- _Короткая задача 1_
Замените в рецензии «Николая Фёдорова» на «Константина Циолковского» и приведите ее текст начиная со слов «Это свидетельствует, что» вплоть до слов «воскрешении предков несомненна).» включительно.

- _Фрагмент документа_
___

И тут, мне кажется, автор не сумел удержать на должной высоте свой гимн человечности, ибо гарантом этой справедливости становятся наделённые искусственным интеллектом машины. Чем этот мир, где компьютеры рассматривают людей как свои «периферийные устройства», принципиально отличается от мрачного киберпанка острова Господина И, не очень понятно. И это несколько смазывает пафос произведения.
При этом отрицание автором античеловеческой сути негативистской философии очевидно, что подчёркивается блестящими пассажами, вроде:
«— Эй, стая! Вы люди, звери или оборотни? Они ответили, дружно, как волки, воющие на луну: — Мы сверхлюди», или «Я человек, а не зверь…Я верю в братство людей. Я не погублю мир несправедливыми и беззаконными деяниями».
Это свидетельствует, что гуманистическая философия, оторвавшаяся от веры в Бога, склонна к шатаниям в негатив, как это случилось с русским космизмом (замечу, кстати, что связь романа с идеями Николая Фёдорова о воскрешении предков несомненна).
Тем не менее всё кончается хорошо: живы все, а кто умер, того воскресили, и читать заканчиваешь с чувством удовлетворения. Недостатки у текста есть, но они незначительны. Например, на мой взгляд, излишне столь подробно давать в начале историю Серой Белки, матери героини. Читатель начинает воспринимать её как главгера, и открытие, что это не она, а Ифри, вызывает некоторый дискомфорт. Ещё мне непонятно немотивированное предательство Змеелова и что с ним случилось — на это есть только смутный намёк. Ну и мелочи: например, Волчонок сокрушается в Центре оживления, что у него нет никакого оружия, хотя в предыдущем абзаце сообщалось, что оружия там полно висит по стенам.

___

- _Исходный список_
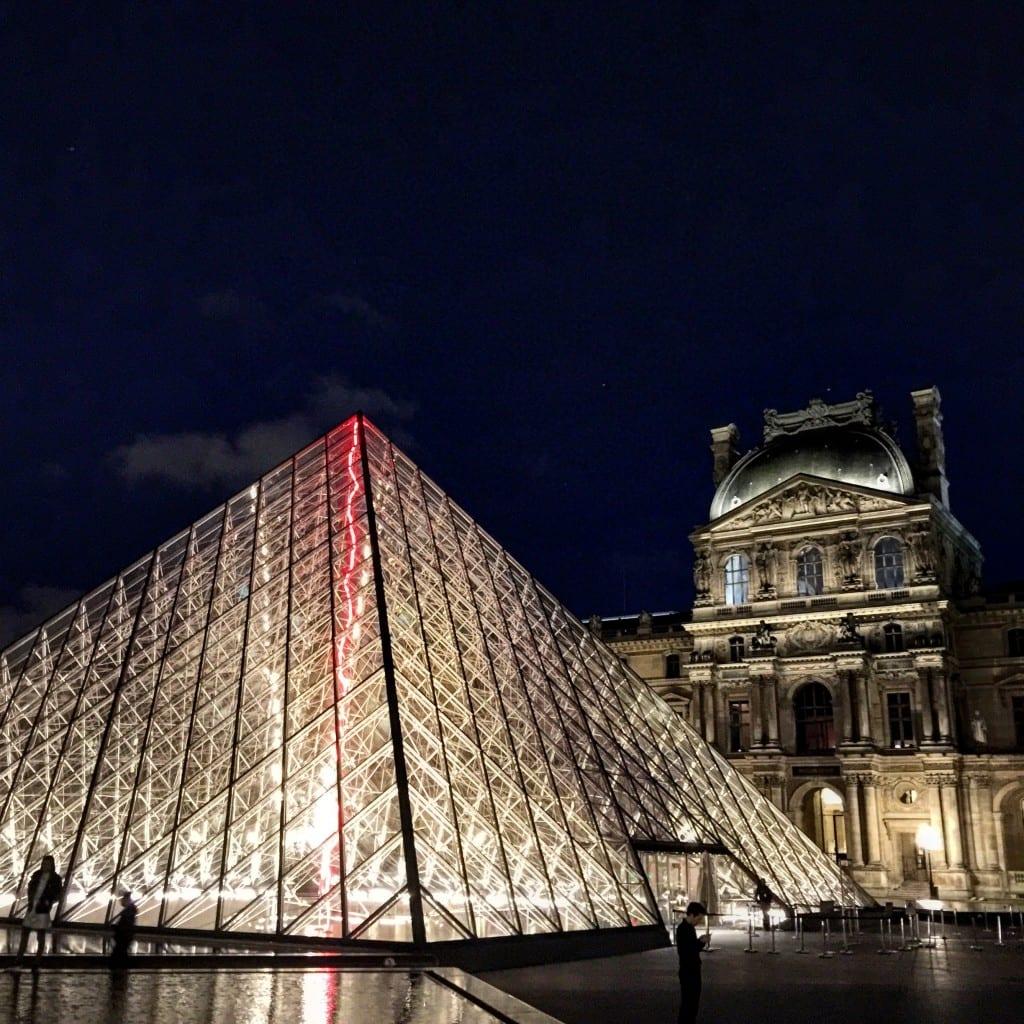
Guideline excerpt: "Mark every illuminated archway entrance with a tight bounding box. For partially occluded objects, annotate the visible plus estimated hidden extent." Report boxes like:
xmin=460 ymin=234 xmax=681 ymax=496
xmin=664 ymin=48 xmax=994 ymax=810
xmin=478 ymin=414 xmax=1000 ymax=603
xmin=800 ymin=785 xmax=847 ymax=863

___

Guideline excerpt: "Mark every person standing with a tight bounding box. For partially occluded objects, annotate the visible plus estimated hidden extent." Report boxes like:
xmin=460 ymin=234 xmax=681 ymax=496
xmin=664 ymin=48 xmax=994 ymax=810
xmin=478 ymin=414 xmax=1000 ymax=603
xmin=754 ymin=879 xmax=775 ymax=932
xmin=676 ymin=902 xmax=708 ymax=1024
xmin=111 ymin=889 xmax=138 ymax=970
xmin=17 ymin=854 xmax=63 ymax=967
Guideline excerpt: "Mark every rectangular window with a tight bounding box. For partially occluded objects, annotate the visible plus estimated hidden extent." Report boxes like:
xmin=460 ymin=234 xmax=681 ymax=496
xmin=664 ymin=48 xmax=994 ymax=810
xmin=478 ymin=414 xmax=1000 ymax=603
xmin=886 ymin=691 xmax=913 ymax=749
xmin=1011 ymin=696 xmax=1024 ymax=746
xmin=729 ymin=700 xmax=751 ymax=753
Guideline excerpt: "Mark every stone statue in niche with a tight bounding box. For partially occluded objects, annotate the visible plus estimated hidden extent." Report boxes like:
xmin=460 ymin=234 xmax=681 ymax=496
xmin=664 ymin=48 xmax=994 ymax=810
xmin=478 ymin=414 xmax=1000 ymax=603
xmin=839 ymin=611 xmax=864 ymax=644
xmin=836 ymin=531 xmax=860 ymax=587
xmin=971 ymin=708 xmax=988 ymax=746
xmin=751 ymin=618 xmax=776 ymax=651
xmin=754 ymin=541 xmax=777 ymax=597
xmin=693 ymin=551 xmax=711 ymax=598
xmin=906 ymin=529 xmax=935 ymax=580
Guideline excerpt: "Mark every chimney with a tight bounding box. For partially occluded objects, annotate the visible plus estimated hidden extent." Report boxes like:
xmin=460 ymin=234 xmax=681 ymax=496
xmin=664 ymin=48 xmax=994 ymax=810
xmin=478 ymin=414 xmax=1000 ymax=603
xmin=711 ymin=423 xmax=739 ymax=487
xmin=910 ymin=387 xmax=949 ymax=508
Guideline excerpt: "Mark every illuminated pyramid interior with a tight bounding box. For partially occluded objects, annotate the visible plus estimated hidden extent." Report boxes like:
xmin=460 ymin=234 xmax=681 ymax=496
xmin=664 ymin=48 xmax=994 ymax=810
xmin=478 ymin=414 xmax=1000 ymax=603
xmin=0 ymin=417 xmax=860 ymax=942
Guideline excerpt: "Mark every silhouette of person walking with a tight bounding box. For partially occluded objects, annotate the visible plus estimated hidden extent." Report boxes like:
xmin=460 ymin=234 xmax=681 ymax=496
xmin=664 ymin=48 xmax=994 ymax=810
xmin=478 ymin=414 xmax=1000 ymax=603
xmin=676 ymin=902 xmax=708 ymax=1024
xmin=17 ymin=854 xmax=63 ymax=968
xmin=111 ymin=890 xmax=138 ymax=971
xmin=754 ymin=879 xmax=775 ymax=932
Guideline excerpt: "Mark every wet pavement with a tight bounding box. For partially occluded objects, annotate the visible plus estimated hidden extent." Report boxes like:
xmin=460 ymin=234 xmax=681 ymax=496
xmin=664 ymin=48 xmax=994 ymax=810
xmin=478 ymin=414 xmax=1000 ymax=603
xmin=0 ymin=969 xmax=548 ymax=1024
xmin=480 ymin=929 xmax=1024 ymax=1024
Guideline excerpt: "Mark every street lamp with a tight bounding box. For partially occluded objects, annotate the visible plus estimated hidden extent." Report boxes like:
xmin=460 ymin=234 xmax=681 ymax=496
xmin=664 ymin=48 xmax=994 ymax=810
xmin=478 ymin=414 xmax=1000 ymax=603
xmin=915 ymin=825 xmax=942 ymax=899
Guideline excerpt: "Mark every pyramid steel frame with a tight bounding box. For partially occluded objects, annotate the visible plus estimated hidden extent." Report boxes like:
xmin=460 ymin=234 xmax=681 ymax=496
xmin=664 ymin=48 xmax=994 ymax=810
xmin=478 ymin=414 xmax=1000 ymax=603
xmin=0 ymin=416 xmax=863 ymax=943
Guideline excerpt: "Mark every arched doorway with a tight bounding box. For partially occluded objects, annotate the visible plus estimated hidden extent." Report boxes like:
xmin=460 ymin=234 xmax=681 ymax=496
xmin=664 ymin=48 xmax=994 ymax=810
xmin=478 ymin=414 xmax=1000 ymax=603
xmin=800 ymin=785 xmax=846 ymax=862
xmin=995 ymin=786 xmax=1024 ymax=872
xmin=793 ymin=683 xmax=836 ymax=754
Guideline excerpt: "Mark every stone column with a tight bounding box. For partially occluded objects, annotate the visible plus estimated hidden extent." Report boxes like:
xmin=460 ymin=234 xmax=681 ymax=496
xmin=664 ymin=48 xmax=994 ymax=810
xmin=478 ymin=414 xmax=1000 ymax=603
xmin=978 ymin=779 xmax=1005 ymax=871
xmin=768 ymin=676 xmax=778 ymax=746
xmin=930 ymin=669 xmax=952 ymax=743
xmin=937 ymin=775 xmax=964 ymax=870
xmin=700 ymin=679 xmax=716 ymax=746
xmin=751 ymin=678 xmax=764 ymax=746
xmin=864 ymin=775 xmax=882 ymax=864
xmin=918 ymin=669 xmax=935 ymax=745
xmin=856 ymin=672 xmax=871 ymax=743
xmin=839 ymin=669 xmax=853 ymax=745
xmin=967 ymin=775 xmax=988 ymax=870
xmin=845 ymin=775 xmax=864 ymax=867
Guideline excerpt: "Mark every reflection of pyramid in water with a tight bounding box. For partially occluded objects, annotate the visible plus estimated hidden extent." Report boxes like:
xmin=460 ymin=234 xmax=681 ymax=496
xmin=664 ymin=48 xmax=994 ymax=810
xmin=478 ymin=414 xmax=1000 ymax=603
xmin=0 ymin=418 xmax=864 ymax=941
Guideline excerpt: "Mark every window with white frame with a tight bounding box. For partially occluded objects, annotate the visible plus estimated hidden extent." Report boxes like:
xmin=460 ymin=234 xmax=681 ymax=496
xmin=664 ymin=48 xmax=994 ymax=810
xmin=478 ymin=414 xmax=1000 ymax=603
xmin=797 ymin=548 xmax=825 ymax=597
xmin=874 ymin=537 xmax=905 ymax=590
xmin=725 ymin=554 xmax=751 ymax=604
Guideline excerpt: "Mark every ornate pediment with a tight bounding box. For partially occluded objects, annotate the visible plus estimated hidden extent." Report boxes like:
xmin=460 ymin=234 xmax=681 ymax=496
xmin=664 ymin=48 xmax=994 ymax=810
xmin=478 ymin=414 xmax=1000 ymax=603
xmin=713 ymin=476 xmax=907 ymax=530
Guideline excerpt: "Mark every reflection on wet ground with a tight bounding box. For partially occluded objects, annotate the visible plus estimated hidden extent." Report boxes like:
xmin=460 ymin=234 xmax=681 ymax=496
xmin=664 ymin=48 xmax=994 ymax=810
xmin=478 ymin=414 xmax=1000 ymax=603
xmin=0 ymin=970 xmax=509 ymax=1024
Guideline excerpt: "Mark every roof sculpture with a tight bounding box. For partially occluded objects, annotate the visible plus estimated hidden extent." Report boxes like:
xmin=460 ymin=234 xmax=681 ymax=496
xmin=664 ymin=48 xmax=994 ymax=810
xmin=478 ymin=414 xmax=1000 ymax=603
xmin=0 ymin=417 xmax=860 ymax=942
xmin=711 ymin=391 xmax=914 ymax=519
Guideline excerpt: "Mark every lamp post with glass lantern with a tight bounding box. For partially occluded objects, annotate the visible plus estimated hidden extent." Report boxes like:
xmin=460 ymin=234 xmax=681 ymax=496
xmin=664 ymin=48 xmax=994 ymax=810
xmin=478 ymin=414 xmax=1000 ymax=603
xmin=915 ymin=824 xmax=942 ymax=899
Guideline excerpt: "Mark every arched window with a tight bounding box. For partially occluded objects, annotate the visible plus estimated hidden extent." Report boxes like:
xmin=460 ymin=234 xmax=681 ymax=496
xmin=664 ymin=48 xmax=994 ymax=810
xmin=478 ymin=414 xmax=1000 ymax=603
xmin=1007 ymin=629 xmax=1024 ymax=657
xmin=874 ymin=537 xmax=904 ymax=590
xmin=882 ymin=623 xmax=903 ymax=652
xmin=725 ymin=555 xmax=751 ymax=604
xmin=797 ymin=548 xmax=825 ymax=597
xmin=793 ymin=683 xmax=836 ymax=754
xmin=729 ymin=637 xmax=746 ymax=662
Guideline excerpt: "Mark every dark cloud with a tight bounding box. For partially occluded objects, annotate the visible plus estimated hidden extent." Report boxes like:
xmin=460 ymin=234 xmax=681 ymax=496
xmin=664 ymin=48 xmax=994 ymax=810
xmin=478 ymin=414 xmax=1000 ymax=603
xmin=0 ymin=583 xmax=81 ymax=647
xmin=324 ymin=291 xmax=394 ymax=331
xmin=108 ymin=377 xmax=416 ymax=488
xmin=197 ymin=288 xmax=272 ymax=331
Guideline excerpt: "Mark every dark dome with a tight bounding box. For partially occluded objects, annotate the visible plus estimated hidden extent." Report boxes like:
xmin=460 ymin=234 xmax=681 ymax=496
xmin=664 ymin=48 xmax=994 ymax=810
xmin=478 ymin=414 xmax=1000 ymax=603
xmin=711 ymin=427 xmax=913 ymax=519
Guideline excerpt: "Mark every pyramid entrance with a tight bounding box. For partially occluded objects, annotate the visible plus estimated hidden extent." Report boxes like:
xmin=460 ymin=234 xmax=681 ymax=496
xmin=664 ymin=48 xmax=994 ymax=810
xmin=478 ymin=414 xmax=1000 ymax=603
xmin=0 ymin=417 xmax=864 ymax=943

___

- _Короткая задача 2_
Покажите все строки списка, в которых встречается слово «illuminated».

- _Ответ на задание 1_
Это свидетельствует, что гуманистическая философия, оторвавшаяся от веры в Бога, склонна к шатаниям в негатив, как это случилось с русским космизмом (замечу, кстати, что связь романа с идеями Константина Циолковского о воскрешении предков несомненна).

- _Ответ на задание 2_
Guideline excerpt: "Mark every illuminated archway entrance with a tight bounding box. For partially occluded objects, annotate the visible plus estimated hidden extent." Report boxes like:
Guideline excerpt: "Mark every illuminated pyramid interior with a tight bounding box. For partially occluded objects, annotate the visible plus estimated hidden extent." Report boxes like:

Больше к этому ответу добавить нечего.